The required output is the line containing "Each instance receives exactly one keypoint. Mark the fish tail" through the final line of the material below, printed exactly, with no other lines.
━━━━━━
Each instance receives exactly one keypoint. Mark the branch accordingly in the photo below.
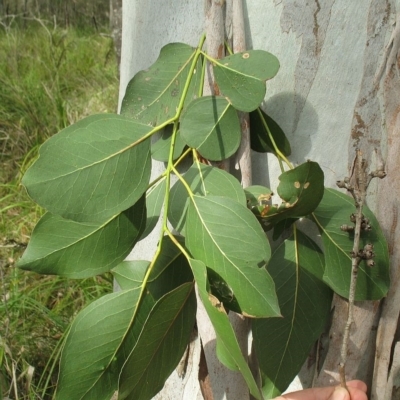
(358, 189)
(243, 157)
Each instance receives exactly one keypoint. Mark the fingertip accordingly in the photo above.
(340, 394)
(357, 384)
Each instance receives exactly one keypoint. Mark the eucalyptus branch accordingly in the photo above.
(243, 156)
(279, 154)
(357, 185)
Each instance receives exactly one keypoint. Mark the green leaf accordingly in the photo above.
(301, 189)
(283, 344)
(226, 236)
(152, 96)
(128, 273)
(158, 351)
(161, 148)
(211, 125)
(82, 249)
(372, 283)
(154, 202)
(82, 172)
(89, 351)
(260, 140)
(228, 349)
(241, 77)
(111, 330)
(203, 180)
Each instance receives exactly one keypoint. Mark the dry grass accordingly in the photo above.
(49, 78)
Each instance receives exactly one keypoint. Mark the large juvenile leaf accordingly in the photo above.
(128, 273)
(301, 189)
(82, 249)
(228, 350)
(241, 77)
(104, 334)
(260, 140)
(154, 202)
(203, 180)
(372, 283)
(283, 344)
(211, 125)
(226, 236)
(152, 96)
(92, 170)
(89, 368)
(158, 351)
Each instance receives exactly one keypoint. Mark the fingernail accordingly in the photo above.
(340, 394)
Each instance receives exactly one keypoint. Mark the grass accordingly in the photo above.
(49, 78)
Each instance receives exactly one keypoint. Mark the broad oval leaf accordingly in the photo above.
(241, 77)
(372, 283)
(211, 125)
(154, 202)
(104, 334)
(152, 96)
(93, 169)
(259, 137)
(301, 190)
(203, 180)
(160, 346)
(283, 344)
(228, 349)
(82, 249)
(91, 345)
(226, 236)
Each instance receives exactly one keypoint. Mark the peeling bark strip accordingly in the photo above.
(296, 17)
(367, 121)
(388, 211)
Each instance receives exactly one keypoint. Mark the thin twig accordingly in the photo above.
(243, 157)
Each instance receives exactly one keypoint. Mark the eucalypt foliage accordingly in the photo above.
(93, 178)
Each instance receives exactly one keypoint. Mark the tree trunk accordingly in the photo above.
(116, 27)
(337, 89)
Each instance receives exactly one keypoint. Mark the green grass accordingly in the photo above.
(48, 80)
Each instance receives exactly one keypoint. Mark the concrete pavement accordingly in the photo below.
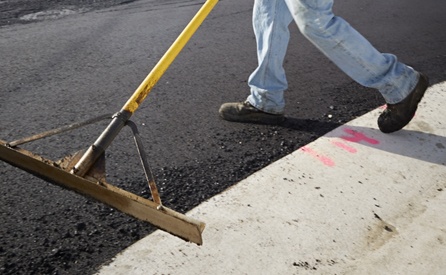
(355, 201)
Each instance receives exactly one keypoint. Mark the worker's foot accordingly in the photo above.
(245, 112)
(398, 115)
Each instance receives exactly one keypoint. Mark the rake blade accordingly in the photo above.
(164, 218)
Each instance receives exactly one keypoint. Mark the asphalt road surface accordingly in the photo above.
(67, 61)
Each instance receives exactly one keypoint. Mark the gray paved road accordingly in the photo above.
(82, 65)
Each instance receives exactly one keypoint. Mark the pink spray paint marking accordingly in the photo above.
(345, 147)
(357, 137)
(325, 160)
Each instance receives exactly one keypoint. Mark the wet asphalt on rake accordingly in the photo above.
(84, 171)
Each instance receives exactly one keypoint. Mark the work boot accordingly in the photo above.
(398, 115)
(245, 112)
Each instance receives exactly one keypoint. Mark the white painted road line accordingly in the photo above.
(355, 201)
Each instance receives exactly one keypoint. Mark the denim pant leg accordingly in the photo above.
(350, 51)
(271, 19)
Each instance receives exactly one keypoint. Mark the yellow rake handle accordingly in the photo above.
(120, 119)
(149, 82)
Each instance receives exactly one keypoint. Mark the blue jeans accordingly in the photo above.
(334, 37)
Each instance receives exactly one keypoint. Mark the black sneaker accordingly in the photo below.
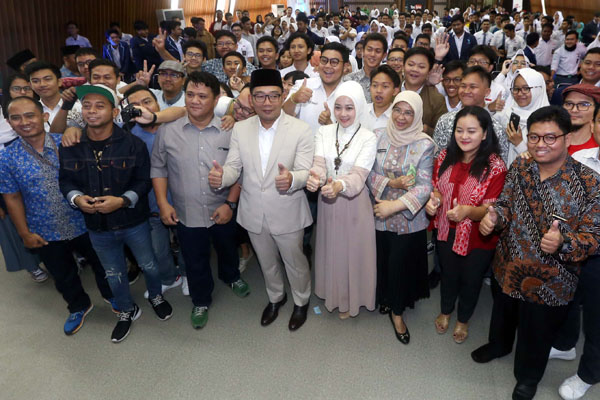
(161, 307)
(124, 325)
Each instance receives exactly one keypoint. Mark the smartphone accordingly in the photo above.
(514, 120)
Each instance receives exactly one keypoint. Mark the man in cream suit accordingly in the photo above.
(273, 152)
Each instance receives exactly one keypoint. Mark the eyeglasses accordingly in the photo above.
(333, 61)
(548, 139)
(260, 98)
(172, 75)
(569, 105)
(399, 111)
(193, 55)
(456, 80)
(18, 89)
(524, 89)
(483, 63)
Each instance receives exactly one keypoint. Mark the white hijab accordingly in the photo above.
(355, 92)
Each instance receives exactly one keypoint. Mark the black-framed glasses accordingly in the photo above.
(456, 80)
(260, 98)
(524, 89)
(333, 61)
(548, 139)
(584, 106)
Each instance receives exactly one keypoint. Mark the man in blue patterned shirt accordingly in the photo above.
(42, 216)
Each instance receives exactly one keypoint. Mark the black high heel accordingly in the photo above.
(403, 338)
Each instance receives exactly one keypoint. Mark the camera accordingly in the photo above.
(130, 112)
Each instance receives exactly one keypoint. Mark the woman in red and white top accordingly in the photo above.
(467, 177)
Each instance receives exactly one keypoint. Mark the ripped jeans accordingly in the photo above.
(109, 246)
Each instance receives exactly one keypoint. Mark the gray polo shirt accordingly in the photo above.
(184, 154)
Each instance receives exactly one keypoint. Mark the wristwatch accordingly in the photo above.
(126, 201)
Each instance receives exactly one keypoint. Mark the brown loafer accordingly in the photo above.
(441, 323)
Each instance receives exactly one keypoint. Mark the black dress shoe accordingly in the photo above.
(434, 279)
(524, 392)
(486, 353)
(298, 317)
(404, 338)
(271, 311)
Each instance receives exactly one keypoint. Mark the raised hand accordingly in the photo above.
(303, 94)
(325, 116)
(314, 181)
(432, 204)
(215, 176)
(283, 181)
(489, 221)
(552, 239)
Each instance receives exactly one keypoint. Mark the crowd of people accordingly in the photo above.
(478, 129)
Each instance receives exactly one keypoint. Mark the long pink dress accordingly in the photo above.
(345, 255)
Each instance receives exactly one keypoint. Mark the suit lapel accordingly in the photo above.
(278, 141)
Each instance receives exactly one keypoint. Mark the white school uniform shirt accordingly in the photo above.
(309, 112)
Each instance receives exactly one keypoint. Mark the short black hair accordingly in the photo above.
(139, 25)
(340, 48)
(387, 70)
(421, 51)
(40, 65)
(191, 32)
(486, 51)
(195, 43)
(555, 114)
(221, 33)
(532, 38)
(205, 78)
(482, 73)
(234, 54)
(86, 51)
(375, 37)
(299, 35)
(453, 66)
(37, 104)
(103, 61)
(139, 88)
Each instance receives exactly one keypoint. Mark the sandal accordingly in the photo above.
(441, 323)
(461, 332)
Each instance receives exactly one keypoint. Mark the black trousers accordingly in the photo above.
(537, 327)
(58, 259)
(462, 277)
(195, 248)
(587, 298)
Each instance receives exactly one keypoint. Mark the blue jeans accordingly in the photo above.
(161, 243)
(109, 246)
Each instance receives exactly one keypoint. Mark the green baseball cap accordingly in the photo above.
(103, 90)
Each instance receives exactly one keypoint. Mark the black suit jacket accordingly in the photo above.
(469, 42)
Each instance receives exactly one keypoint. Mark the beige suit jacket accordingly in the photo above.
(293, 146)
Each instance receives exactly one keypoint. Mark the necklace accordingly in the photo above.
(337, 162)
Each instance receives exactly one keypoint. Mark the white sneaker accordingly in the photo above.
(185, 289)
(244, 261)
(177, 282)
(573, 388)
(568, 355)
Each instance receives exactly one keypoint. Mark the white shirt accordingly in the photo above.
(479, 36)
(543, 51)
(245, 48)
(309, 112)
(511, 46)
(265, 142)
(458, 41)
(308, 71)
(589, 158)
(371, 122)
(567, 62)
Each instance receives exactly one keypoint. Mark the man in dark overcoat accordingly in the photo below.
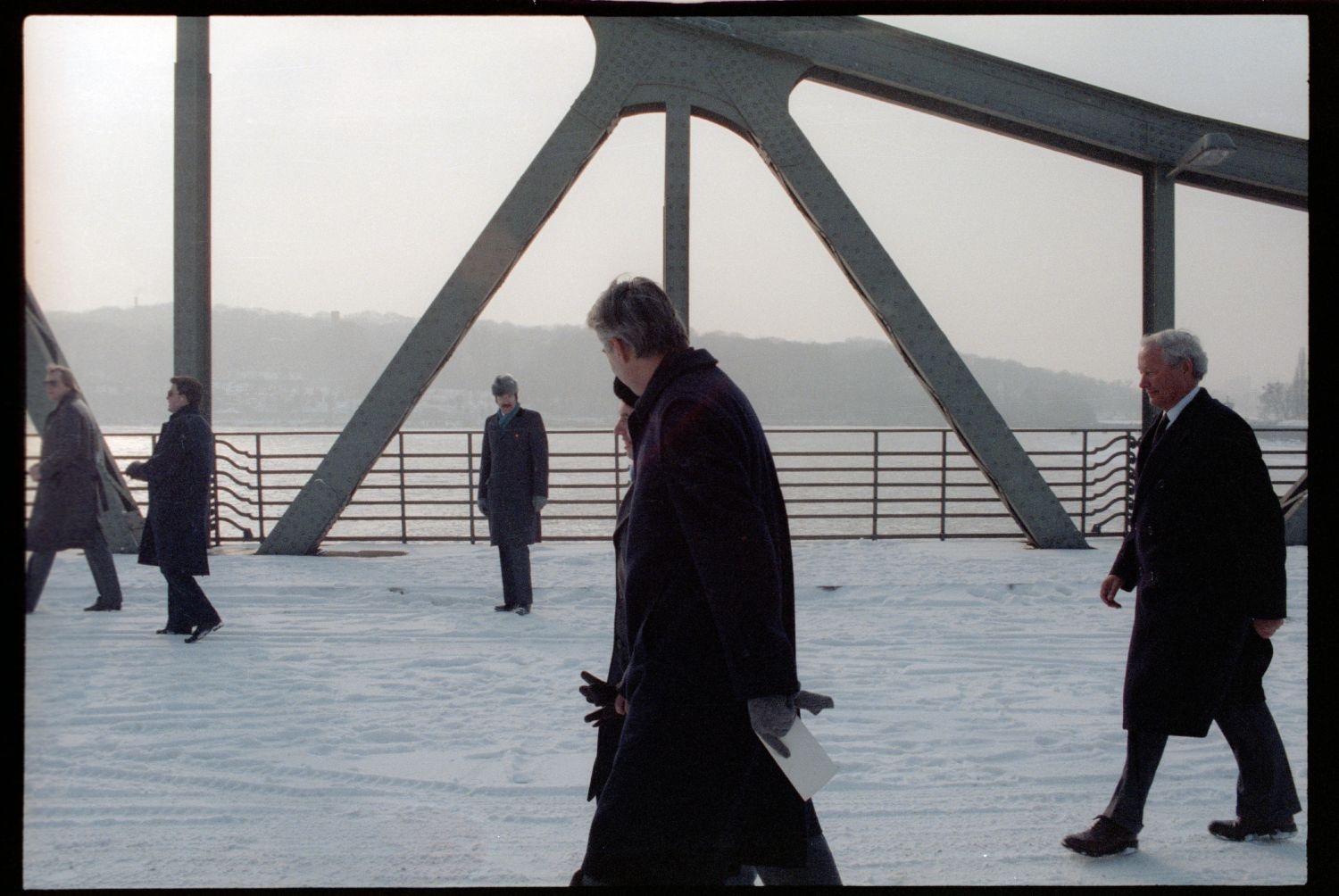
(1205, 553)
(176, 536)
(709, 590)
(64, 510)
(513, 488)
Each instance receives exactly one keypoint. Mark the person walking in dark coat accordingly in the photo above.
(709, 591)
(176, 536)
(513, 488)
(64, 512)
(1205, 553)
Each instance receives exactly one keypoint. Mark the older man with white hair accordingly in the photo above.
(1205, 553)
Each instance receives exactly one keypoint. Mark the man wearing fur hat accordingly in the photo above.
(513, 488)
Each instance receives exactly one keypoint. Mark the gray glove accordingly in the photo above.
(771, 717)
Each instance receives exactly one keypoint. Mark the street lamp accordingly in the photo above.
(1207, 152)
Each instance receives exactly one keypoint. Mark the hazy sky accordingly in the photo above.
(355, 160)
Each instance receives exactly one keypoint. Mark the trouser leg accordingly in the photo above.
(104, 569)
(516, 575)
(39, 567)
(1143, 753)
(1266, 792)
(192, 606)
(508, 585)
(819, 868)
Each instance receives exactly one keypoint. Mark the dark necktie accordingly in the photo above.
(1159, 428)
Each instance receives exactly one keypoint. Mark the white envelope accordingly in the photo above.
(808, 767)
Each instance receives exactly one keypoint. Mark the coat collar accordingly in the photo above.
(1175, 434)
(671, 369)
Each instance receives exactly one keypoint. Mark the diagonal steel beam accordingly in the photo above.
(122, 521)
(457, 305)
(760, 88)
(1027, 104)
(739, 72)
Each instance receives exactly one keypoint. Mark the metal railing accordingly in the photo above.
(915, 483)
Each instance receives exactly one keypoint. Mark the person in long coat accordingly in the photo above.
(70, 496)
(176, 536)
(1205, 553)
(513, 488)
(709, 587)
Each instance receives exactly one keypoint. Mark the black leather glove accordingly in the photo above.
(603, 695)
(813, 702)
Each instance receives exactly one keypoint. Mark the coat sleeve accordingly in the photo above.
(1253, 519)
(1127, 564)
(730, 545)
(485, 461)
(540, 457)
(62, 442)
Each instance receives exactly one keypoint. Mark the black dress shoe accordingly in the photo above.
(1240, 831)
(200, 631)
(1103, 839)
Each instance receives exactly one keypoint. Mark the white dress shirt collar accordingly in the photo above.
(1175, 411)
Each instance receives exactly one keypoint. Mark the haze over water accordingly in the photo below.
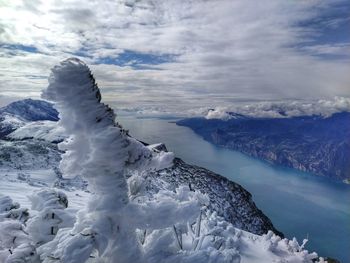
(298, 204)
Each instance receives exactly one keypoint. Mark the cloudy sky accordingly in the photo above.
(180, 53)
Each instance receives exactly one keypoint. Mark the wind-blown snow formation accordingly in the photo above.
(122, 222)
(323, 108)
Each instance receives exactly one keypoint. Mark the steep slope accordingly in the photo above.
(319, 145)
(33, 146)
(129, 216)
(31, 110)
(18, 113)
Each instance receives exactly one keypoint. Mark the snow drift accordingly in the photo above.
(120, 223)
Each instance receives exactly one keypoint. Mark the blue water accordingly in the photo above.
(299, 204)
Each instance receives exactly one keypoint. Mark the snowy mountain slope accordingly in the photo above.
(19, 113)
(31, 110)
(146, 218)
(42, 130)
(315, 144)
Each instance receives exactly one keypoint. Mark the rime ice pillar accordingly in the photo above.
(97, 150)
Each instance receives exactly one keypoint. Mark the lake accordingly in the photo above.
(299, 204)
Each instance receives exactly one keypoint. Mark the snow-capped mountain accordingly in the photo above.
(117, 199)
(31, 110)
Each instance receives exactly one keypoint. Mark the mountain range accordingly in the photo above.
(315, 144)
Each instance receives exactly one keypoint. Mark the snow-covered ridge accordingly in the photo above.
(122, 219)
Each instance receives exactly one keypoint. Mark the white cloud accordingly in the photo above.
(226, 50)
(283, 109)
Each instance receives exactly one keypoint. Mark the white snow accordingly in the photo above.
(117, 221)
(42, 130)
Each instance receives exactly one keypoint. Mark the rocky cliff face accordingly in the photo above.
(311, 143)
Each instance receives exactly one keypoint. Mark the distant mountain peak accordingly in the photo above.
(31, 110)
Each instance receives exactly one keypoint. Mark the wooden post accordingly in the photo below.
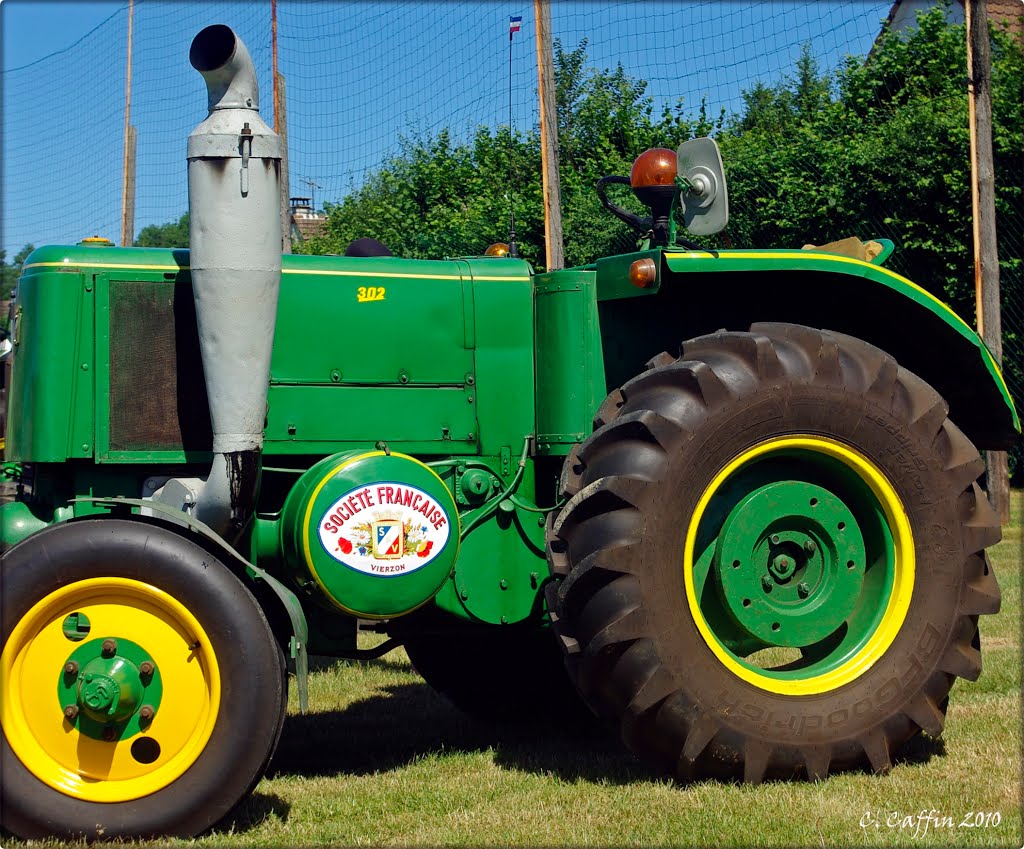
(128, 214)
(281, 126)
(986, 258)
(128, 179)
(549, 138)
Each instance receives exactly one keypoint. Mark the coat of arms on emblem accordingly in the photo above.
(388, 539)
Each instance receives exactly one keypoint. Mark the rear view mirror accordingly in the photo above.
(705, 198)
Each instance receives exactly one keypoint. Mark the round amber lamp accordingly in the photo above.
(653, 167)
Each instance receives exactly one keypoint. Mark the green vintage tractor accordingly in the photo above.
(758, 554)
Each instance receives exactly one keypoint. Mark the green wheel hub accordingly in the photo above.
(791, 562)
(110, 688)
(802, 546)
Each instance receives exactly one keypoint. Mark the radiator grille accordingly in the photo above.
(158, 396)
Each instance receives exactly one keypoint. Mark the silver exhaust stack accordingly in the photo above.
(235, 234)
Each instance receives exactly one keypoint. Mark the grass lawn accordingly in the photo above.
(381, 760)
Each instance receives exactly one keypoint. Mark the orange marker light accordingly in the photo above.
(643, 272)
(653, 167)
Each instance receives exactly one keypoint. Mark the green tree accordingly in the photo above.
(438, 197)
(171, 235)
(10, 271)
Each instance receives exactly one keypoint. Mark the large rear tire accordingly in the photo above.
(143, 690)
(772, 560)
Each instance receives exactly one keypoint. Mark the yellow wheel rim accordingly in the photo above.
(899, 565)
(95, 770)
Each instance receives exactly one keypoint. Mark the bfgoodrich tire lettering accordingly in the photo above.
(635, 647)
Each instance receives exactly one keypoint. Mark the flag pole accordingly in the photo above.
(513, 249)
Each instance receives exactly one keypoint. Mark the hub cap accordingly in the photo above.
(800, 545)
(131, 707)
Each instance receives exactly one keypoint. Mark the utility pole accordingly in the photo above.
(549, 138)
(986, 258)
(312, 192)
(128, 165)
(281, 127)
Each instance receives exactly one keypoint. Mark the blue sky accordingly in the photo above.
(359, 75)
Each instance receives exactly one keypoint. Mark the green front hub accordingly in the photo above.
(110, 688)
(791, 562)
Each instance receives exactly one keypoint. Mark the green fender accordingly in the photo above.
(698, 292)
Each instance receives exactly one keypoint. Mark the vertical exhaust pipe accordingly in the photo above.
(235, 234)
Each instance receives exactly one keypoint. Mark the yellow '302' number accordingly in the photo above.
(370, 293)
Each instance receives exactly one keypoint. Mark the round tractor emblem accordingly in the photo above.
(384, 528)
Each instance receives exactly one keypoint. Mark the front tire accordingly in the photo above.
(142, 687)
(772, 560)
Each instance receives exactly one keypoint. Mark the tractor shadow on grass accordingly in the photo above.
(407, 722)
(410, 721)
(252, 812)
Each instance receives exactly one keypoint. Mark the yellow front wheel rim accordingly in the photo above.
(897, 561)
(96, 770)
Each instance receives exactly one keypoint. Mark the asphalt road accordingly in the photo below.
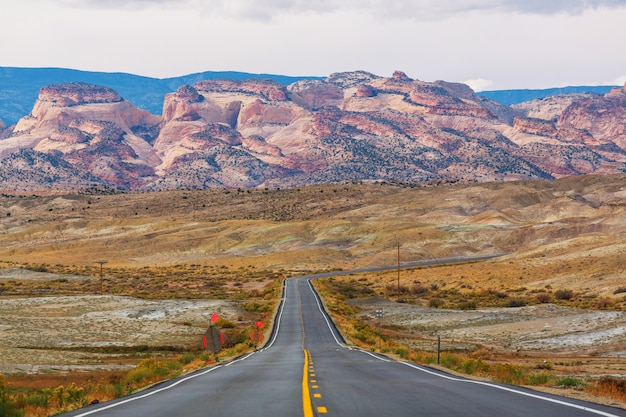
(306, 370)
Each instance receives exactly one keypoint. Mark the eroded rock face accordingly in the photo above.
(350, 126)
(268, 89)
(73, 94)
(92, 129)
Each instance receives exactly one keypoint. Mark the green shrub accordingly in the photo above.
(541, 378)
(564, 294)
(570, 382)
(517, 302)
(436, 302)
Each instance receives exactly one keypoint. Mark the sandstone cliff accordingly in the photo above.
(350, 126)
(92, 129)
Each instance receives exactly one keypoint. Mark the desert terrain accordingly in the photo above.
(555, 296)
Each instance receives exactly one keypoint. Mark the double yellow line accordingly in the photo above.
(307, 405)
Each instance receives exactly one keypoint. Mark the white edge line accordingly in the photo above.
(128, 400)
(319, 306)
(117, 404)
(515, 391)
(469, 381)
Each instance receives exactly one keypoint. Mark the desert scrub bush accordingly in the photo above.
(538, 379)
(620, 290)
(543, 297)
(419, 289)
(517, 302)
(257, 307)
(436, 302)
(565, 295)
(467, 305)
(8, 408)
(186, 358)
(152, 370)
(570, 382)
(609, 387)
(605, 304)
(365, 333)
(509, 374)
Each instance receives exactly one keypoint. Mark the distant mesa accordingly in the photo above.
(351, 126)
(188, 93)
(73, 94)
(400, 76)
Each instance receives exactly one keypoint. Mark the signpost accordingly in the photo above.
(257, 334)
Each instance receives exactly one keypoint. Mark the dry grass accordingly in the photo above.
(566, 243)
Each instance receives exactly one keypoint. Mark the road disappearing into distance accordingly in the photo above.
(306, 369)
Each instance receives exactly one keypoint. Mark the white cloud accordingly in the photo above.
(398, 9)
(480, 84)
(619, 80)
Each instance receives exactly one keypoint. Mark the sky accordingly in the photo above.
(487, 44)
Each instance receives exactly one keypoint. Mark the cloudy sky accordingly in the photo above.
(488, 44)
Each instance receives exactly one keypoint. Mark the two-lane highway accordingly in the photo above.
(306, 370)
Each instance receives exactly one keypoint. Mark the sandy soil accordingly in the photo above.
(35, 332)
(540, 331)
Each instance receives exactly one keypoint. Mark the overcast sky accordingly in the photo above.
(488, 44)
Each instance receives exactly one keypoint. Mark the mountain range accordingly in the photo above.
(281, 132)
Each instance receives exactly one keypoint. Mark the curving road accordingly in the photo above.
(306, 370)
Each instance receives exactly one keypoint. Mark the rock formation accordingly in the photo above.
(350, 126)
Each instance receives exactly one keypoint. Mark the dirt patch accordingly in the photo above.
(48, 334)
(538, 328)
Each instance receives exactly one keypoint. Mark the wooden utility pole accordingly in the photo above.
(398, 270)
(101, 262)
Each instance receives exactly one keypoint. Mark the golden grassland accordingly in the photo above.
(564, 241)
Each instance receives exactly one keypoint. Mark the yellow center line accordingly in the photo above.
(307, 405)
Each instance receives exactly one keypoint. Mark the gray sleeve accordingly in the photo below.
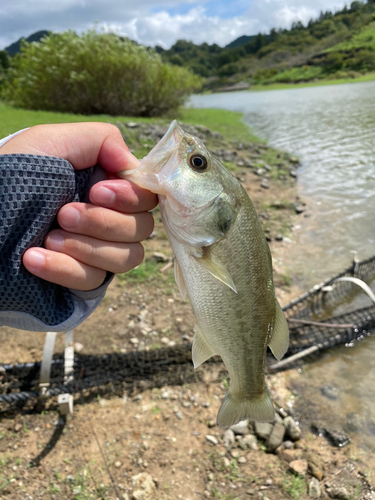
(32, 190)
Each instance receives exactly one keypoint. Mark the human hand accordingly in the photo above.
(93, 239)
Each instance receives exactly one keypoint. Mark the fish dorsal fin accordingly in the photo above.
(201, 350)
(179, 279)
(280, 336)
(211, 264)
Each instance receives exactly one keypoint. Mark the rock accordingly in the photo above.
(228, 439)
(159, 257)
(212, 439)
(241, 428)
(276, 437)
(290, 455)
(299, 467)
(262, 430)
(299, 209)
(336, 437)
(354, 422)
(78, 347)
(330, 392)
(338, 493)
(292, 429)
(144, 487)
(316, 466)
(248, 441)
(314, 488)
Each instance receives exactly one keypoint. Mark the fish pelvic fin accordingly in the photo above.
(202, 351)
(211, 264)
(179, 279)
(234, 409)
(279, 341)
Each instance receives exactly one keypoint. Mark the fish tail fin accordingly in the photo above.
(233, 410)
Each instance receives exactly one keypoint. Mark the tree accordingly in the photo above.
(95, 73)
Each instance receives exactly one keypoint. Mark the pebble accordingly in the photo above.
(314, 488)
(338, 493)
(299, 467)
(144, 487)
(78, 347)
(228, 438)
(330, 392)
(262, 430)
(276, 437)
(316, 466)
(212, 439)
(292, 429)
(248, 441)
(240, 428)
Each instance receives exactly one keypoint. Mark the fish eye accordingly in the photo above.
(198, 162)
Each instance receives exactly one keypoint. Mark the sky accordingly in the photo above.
━━━━━━
Complete response ::
Each instance receives exactly one keypoint. Mark the fish tail fin accordingly in the photo above.
(233, 410)
Each instance receives exactly one keypoint. Mark the tree accordingly in the photo above.
(95, 73)
Each instance receives exactly one keypoint. Mark the pebble accordingly in the photo above.
(314, 488)
(338, 493)
(299, 467)
(144, 487)
(78, 347)
(228, 438)
(330, 392)
(262, 430)
(276, 437)
(316, 466)
(212, 439)
(292, 429)
(248, 441)
(240, 428)
Each instance receives exactly one keypoint. Mark the fish eye accordingly in the photo above.
(198, 162)
Each instance receives exactly one keypoint. Mark the sky accordingly in the photo above.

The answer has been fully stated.